Command line interface¶

This guide provides practical examples and workflows for using the winnow command-line interface.

Looking for configuration details? See the Configuration guide for comprehensive documentation of the configuration system, YAML structure and advanced patterns.

Installation¶

After installing winnow, the winnow command becomes available:

pip install winnow-fdr
# or
uv pip install winnow-fdr

Quick Start¶

Get started immediately with the included sample data:

# Generate sample data (if not already present)
make sample-data

# Train a calibrator on the sample data
make train-sample

# Run prediction with the trained model
make predict-sample

Note: The sample data is minimal (100 spectra) and intended for testing only. When using the sample data, it's recommended to use the make commands (e.g., make predict-sample) as they include necessary configuration adjustments. Specifically, make predict-sample sets fdr_control.fdr_threshold=1.0 because the sample data contains artificial PSMs with relatively high error rates, and using the default threshold (0.05) would filter out all predictions, resulting in empty output. In addition, we increase the validation fraction for the retention time feature in the calibrator's configuration, because with such a small training dataset, a higher validation fraction ensures that the validation set will contain enough samples for stable training and early stopping. For use with real datasets, use the standard FDR threshold (default 0.05) and default validation fractions, or adjust as appropriate for your application.
══════════
WRITTEN TASK A ▸
Pull out each line in the records below that contains the word "white".

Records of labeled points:
══════════
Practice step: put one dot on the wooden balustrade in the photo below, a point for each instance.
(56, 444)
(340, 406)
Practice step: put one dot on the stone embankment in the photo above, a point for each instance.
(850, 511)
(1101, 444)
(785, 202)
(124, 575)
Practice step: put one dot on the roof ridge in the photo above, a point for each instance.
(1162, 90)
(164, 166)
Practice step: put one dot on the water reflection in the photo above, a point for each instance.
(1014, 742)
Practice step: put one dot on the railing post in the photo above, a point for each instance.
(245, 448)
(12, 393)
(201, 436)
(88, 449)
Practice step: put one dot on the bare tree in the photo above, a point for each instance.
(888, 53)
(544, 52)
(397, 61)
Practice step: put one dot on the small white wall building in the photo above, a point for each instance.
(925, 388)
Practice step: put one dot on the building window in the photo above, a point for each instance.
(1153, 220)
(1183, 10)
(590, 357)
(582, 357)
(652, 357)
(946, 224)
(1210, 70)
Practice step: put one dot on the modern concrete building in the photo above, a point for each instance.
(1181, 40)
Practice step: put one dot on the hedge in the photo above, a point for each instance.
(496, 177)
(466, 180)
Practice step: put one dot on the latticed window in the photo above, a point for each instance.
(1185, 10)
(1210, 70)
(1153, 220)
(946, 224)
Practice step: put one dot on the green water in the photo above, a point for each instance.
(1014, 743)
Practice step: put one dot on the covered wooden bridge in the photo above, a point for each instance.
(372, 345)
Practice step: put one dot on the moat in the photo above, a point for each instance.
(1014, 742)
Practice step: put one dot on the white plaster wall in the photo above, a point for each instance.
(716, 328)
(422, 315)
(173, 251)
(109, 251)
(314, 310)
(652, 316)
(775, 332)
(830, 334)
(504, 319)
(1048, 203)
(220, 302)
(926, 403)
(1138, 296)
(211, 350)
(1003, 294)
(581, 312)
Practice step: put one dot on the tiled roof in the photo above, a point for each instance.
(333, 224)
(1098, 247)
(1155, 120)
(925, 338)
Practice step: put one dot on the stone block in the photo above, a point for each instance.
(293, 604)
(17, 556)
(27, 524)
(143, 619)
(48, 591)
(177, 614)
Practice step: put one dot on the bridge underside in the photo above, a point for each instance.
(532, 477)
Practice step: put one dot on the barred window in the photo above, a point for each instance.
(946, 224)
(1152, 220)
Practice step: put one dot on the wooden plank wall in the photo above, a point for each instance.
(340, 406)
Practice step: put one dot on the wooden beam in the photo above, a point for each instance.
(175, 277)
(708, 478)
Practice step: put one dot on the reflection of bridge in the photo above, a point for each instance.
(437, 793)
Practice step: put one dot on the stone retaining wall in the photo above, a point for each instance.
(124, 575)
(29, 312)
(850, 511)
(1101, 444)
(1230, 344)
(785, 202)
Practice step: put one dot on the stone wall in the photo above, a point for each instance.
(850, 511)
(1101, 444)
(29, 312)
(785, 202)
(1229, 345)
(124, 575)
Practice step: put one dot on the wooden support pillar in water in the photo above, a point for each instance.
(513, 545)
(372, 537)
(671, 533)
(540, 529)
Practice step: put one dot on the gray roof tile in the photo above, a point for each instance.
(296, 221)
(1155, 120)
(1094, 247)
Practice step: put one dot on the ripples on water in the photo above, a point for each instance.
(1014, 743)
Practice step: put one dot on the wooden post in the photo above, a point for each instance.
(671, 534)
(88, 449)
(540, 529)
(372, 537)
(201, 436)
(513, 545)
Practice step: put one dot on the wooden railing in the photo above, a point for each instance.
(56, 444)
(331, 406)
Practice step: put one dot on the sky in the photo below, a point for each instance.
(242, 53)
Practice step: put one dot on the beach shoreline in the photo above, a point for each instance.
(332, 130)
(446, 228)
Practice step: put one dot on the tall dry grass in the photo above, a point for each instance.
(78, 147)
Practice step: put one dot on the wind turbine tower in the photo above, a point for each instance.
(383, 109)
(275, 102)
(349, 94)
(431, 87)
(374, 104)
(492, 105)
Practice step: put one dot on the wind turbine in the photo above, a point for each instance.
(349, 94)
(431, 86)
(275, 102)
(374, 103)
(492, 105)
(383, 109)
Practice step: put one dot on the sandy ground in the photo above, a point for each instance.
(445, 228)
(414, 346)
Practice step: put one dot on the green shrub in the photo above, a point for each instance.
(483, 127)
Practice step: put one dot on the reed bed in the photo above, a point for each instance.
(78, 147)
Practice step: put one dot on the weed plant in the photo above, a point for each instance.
══════════
WRITTEN TASK B ▸
Repeat the passage of the winnow command line guide above, word for word, from "After installing winnow, the" to "not already present)".

EXPECTED OUTPUT A ▸
Practice step: put one dot on the small white wall building in the photo above, a point for each instance.
Practice step: put one dot on the white plaster wall in the photo above, a point for each instance.

EXPECTED OUTPUT B ▸
After installing winnow, the winnow command becomes available:

pip install winnow-fdr
# or
uv pip install winnow-fdr

Quick Start¶

Get started immediately with the included sample data:

# Generate sample data (if not already present)